◆ **Written instruction**:
Revise the records below so that every occurrence of "point out" becomes "mark", keeping all other text unchanged.

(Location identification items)
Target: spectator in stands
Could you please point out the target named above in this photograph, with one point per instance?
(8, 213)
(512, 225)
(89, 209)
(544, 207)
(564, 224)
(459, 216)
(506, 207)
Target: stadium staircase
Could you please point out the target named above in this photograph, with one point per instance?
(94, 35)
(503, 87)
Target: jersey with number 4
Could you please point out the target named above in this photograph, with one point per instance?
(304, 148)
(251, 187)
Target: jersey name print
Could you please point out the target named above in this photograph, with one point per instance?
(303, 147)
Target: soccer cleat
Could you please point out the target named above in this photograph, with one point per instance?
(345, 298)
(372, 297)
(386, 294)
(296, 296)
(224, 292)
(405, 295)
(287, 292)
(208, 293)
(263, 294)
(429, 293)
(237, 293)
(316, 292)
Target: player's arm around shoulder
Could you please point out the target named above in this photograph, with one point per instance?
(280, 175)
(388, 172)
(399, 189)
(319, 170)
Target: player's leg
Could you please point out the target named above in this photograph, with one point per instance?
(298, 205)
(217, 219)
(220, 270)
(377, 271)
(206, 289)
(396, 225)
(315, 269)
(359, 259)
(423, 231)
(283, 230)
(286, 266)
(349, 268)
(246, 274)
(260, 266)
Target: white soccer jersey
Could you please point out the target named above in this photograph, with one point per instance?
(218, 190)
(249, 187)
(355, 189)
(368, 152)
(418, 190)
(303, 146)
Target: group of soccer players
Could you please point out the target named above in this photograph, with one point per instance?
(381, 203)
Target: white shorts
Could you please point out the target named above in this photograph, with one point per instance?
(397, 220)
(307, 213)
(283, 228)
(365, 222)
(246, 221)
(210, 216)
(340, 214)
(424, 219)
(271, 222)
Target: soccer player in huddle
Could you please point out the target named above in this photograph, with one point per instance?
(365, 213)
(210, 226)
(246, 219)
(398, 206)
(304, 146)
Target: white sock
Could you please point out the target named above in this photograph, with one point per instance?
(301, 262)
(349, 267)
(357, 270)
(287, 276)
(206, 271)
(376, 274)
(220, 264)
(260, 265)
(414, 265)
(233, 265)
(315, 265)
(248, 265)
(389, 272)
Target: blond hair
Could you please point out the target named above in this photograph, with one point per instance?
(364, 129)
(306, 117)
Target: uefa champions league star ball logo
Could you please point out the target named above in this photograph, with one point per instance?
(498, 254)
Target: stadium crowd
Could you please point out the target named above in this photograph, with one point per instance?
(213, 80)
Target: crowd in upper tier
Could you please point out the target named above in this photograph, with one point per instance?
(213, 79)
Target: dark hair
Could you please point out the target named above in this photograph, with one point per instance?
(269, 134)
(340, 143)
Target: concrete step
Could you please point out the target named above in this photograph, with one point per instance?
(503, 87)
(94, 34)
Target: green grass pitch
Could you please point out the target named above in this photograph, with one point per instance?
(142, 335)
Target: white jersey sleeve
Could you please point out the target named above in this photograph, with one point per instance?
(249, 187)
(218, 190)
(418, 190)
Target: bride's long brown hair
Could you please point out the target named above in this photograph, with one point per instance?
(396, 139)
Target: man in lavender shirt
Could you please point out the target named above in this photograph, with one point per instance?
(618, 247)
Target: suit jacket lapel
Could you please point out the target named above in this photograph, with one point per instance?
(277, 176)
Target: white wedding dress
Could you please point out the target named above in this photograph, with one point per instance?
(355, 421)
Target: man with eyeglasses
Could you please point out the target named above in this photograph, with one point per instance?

◆ **Full output**:
Target: spectator in stands
Could you please mark the target named above in this photograph, with one point per instance?
(8, 213)
(512, 225)
(89, 209)
(544, 207)
(564, 224)
(459, 216)
(506, 207)
Target: stadium staircase
Could you please mark the target named above in this photograph, with one point per instance?
(94, 35)
(503, 87)
Target: jersey with number 4
Could you please mark the target named above in this photograph, with one point per instance?
(304, 148)
(251, 187)
Target: jersey name print
Could you please mark the target named above in this photograph, with one point per instance?
(303, 147)
Target: soccer cleat
Could you please mark the target named above in this photograph, with one point per instance?
(345, 298)
(372, 297)
(386, 294)
(296, 296)
(224, 292)
(405, 295)
(287, 292)
(208, 293)
(263, 294)
(429, 293)
(237, 293)
(316, 292)
Target: player's arm around shoulder
Could you please mark the target named above in this photograph, with one point per instance?
(280, 175)
(388, 172)
(399, 189)
(319, 170)
Target: player's leg
Could you please mark the target named above in this photograph, with one point per instance?
(298, 205)
(217, 219)
(220, 270)
(377, 271)
(206, 289)
(396, 225)
(315, 269)
(359, 259)
(423, 231)
(283, 230)
(286, 266)
(349, 268)
(246, 274)
(260, 266)
Target: white soccer jersey
Could you please mark the target named above in this photograph, with one point per instance?
(218, 190)
(249, 187)
(355, 189)
(368, 152)
(418, 190)
(303, 146)
Target: group of soccer players
Could you please mark the target named above in this photograph, with one point per instance?
(381, 203)
Target: white shorts
Could you please mark the target named above in this photograph, with one point per instance?
(397, 220)
(307, 213)
(283, 228)
(365, 222)
(246, 221)
(210, 216)
(340, 214)
(424, 219)
(271, 222)
Target: soccer player in huddle
Could you please mark the target named above in this photograph, with one point per instance?
(365, 213)
(210, 226)
(246, 219)
(398, 206)
(304, 146)
Target: white sock
Could you please mark the target named above in this photograph, with one point per instance?
(301, 262)
(349, 267)
(357, 270)
(287, 276)
(206, 271)
(376, 274)
(220, 264)
(260, 265)
(414, 265)
(233, 265)
(315, 265)
(248, 265)
(389, 272)
Target: blond hair
Could you please mark the target named above in this photograph, with one point per instance?
(364, 129)
(306, 117)
Target: uefa champions league star ball logo
Could you please mark the target named above in this photograph, with one point per instance?
(498, 254)
Target: stadium crowd
Could you please mark the target named above in this photograph, with one point per instance?
(213, 80)
Target: crowd in upper tier
Could you please mark the target named above in this photograph, with one point per instance?
(213, 79)
Target: dark hair
Could you please mark the target named above in this photograph, with one point per instance?
(269, 134)
(340, 143)
Target: concrete step
Could you please mark the target named above in this photograph, with one point per instance?
(503, 87)
(94, 34)
Target: green grass pitch
Could you please mark the target named above in this photograph, with one point per instance?
(142, 335)
Target: white jersey sleeve
Could you please mark the target named above in this photograph, with one point per instance?
(249, 187)
(218, 190)
(418, 190)
Target: bride's long brown hair
Could you please mark the target named above in this photograph, with one point per instance?
(396, 139)
Target: man in lavender shirt
Could you please mark the target named above in this photograph, with one point per instance?
(618, 247)
Target: suit jacket lapel
Could you please mark the target named above in this photograph, with one point per instance?
(277, 176)
Target: white wedding dress
Could you please mark the target named above in this photograph, with one point per instance?
(355, 421)
Target: man with eyeglasses
Could you please mark the target named above in this photograph, with one point per instance?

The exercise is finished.